TEXTAUSZUG:
>>
In Leipzig findet zurzeit die größte Messe für Computerspiele in Europa statt - die Games Convention. Die Veranstalter rechnen bis zum Wochenende mit weit über 100.000 Besuchern. die ihre Neugierde auf kommende Videospiele stillen können. Auf Spiele, die vor allem aus den USA und Japan stammen, denn Deutschland ist, was die Spieleentwicklung angeht, ein Entwicklungsland, sagt Maic Masuch, Professor für Computerspiele an der Uni Magdeburg.

Moderation: Sandra Pfister | 17.08.2005
    Sandra Pfister: Vor etwas mehr als 30 Jahren bewegte sich ein Punkt auf einem Monitor hin und her. Heute würden sich Computerspieler darüber kaputt lachen, aber "Pong" war so etwas wie die Geburtsstunde des Computerspiels. Mittlerweile existieren sogar virtuelle Existenzen im Internet. Die Nutzer von "World Of Warcraft" beispielsweise bauen sich im Netz eine komplette eigene Existenz auf. Dass Computerspiele ein gigantischer Wirtschaftszweig sind, zeigt sich daran, dass mittlerweile ganze Spielemessen ausgerichtet werden, zum Beispiel die Games Convention ab heute in Leipzig. Und Computerspiele werden akademisch: Maic Masuch von der Universität Magdeburg ist Deutschlands erster Professor für Computerspiele. Er ist uns jetzt am Telefon zugeschaltet. Das hört sich eigentlich ja nach einem Traumjob an für jemanden, der gerne Computer spielt, was Sie machen?

    Maic Masuch: Ja, natürlich glaubt jeder, dass man eigentlich den ganzen Tag Computerspiele spielen könnte, aber leider ist es so, dass es auch mit sehr viel Arbeit verbunden ist. Denn Computer spielen ist etwas anderes, als Computerspiele entwickeln. Es ist inzwischen ein knochenharter Job geworden.

    Pfister: Was heißt das konkret: knochenharter Job?
<<
AUSZÜGE AUS DATENSÄTZEN:
>>
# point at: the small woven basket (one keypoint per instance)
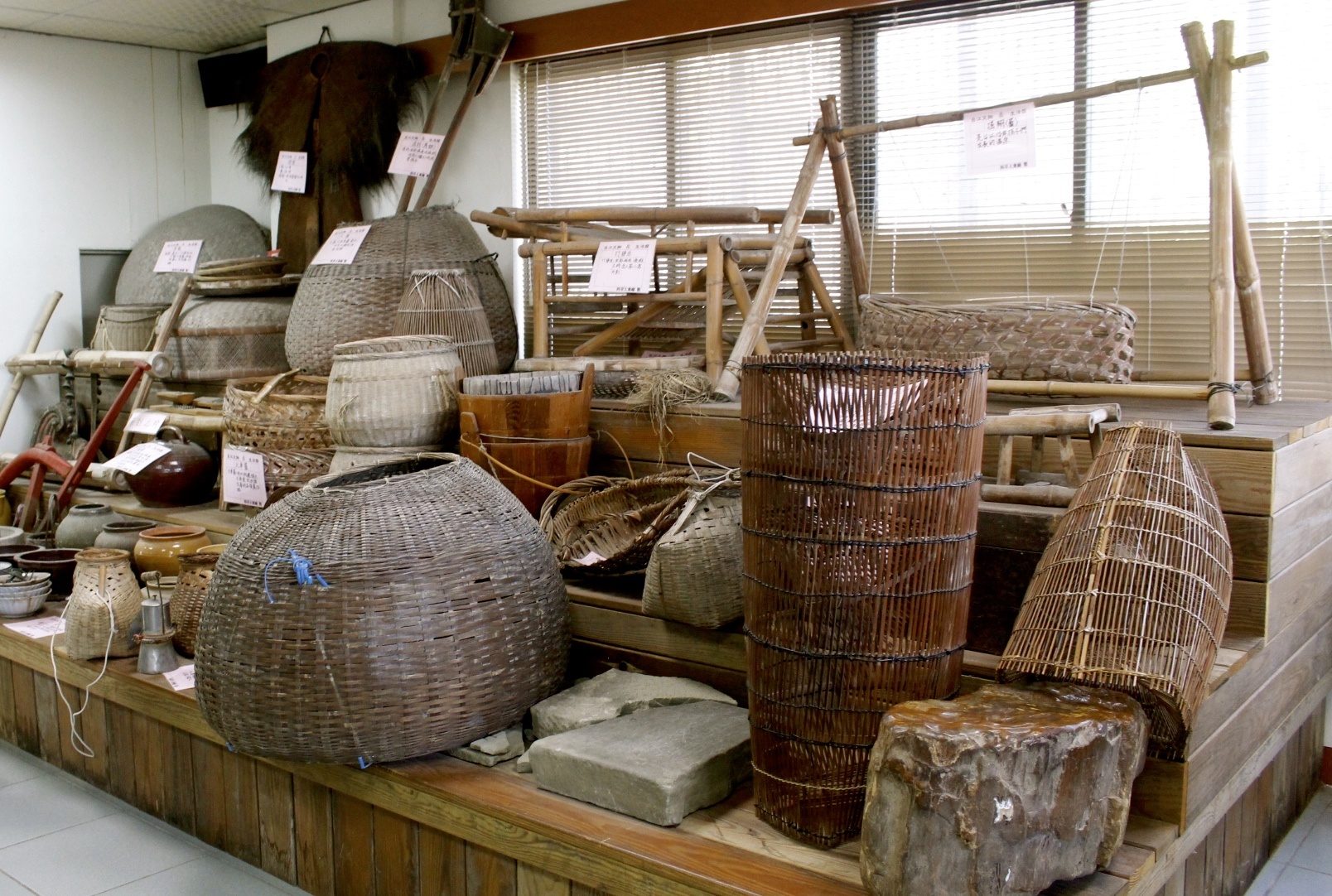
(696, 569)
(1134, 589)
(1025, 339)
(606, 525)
<<
>>
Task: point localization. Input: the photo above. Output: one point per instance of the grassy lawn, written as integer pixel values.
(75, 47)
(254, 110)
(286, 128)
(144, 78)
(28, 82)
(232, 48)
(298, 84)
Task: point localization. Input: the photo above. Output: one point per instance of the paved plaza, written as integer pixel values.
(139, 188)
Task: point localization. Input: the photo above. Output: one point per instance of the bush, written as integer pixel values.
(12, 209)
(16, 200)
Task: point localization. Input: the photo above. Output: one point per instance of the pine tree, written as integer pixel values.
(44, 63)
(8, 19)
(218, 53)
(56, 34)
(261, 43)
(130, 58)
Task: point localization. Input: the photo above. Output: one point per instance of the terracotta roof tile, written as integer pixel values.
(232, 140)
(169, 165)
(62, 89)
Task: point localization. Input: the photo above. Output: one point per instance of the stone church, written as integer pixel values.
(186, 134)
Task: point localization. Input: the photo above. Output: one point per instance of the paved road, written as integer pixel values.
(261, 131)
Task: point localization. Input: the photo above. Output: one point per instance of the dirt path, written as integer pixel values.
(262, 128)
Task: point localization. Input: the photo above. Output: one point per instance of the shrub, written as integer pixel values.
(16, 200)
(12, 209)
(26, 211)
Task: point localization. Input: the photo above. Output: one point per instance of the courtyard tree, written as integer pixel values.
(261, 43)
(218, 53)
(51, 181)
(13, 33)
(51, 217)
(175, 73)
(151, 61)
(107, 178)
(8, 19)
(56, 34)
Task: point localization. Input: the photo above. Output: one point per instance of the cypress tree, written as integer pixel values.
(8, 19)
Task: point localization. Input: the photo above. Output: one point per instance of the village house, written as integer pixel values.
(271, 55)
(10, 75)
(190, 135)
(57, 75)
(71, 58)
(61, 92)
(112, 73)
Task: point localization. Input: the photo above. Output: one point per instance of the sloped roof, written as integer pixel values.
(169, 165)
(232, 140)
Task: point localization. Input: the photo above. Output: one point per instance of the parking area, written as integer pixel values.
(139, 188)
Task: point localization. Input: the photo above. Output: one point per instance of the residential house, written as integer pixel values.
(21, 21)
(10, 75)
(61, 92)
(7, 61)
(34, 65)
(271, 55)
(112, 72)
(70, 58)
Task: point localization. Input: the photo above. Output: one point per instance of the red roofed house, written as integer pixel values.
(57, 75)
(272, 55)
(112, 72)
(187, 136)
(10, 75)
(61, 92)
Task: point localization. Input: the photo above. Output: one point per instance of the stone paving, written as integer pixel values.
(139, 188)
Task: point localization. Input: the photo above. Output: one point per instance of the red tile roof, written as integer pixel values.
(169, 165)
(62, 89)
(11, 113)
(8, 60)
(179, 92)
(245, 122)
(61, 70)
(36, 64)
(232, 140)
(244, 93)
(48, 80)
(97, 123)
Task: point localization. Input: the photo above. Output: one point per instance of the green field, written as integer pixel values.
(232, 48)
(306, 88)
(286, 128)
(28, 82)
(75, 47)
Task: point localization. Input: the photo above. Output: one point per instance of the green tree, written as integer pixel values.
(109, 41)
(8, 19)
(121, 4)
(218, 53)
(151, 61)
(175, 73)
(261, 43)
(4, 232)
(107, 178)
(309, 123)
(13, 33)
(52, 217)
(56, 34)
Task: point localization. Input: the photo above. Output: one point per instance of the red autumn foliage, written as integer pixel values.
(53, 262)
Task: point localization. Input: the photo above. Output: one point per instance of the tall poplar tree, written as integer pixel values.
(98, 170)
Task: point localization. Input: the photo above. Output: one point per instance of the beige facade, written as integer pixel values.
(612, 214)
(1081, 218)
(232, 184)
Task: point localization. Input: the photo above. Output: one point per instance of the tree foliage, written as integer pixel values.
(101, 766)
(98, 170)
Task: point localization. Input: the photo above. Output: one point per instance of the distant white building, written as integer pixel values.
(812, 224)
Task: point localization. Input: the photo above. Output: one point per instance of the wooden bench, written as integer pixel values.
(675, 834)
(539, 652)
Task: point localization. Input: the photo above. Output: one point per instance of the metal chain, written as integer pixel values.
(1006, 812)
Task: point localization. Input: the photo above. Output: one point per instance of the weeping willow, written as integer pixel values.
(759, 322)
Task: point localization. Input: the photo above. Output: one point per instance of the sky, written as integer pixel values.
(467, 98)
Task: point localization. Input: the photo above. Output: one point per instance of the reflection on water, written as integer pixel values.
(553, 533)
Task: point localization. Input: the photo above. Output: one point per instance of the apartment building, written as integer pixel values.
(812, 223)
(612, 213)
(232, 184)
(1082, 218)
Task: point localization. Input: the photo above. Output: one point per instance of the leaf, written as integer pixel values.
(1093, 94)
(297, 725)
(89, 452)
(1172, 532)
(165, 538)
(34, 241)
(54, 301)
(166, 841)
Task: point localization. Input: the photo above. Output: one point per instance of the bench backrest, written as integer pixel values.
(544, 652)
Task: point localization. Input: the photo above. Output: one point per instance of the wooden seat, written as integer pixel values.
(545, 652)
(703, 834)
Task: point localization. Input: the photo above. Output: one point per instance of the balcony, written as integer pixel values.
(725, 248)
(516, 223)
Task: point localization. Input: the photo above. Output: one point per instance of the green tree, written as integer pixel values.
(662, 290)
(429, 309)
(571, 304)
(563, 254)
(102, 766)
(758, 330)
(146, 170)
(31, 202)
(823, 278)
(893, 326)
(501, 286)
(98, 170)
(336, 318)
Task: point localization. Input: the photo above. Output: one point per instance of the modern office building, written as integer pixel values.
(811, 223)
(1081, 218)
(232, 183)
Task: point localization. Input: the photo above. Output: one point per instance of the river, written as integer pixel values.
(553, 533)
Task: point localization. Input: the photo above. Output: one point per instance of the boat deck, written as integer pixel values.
<<
AUFGABE: Mit wie vielen Besuchern rechnen die Veranstalter der Games Convention laut dem Textauszug bis zum Wochenende? Die Datensätze sind hierfür ohne Belang.

ANTWORT: Mit weit über 100.000 Besuchern.